[What you will do] Apart from the pictures, every line below is to be set down exactly.

[Saved entries]
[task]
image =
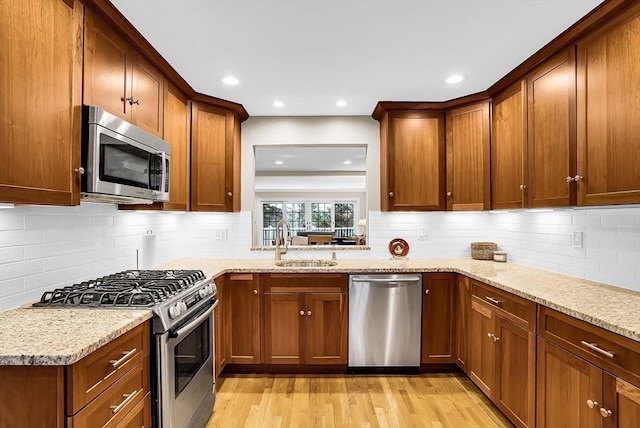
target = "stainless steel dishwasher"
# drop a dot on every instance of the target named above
(385, 319)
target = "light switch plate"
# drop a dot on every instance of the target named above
(577, 239)
(424, 233)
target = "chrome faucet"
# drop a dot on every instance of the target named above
(282, 224)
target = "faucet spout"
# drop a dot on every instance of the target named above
(281, 225)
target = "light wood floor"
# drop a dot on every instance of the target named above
(304, 401)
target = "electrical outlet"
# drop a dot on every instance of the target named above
(577, 239)
(424, 233)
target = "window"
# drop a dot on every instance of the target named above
(335, 217)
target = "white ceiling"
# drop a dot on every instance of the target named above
(310, 53)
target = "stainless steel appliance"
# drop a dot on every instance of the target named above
(121, 162)
(385, 314)
(182, 302)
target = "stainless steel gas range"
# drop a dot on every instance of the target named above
(182, 302)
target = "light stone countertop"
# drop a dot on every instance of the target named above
(59, 337)
(35, 336)
(612, 308)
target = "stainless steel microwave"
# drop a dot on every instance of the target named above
(122, 163)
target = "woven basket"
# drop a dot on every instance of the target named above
(483, 250)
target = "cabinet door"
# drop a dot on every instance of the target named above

[The answer]
[task]
image =
target = "stainless steel dishwasher"
# drop a dot on every instance of the target named above
(385, 319)
target = "light switch plate"
# drop a dot on every instance of the target named above
(577, 239)
(424, 233)
target = "chrome faucet"
# drop a dot on every instance of the target named above
(282, 224)
target = "faucet spout"
# drop a dot on every instance of the target named above
(281, 225)
target = "light wood floor"
# drop a dot on every instance of the target named above
(304, 401)
target = "electrical outlet"
# drop a dot on every instance of the target named above
(577, 239)
(424, 233)
target = "window"
# drop a dot on every instance of the target named above
(335, 217)
target = "white ceiling"
# drop a dot on every instance of the target named above
(310, 53)
target = "stainless steel appliance"
# drop a dot on every instance of the target named above
(121, 162)
(385, 314)
(182, 302)
target = "stainless steel gas range"
# drop a dot on every instance of the target named above
(182, 302)
target = "light stone countertop"
# drop a dot on every instance of the target named above
(59, 337)
(35, 336)
(612, 308)
target = "stainless steel microwave"
# drop a dot on every instance of the target named above
(122, 163)
target = "woven basket"
# drop a dot on every instance of the target named above
(483, 250)
target = "cabinet door"
# drop a dot on every instance of the target named above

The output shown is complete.